> _Goal_
Answer these questions from the text on alternative assets below.
(a) Which two alternative assets may provide a hedge against rising inflation?
(b) Why are transaction costs typically lower for alternative assets than for conventional assets?
(c) What is the enhanced return associated with alternative assets called?

>> START Text

Diversification & Hedging
Alternative assets typically have a low or negative correlation with the performance of stocks and bonds (i.e. traditional asset classes), making them uniquely suitable for portfolio diversification. Certain alternative assets, such as gold and oil, may also provide a hedge against rising inflation.
Alternative assets act to decrease overall portfolio volatility through diversification. Holding alternative assets will also help mitigate fear-based selling during broad market declines (since these holding are largely illiquid).
While upfront fees may be higher for some alternative assets, due to lower levels of turnover transaction costs are typically lower compared to conventional assets. In addition, investments held longer than 12 months are subject to a lower capital gains tax in comparison to shorter-term investments.
Enhanced Return Potential
The enhanced return associated with alternative assets is referred to as the illiquidity premium. The exact amount of this premium varies by the specifics of the underlying asset, but attempts to quantify this suggest it can be more than 3.0% annually. Moreover, the premium tends to increase with the degree of illiquidity in the asset.

>> END Text
>> START Data block

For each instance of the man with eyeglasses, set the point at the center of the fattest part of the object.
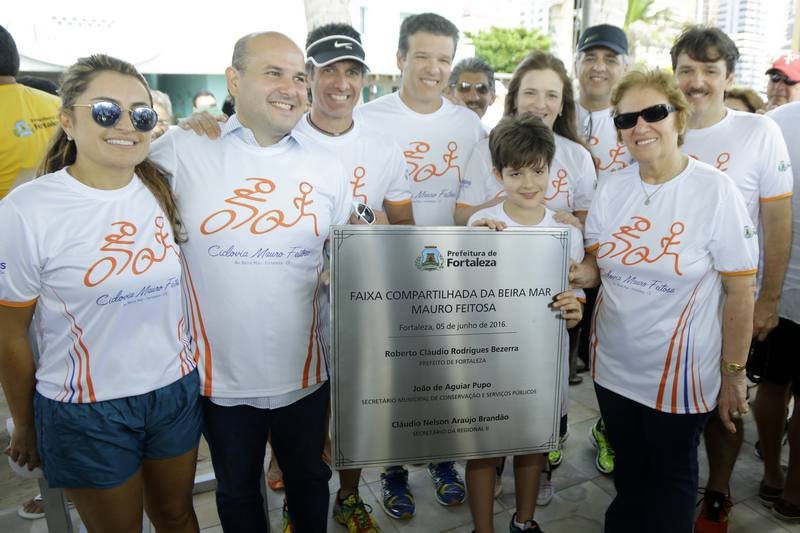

>> END Data block

> _Problem solution_
(a) Gold and oil.
(b) Because of lower levels of turnover.
(c) The illiquidity premium.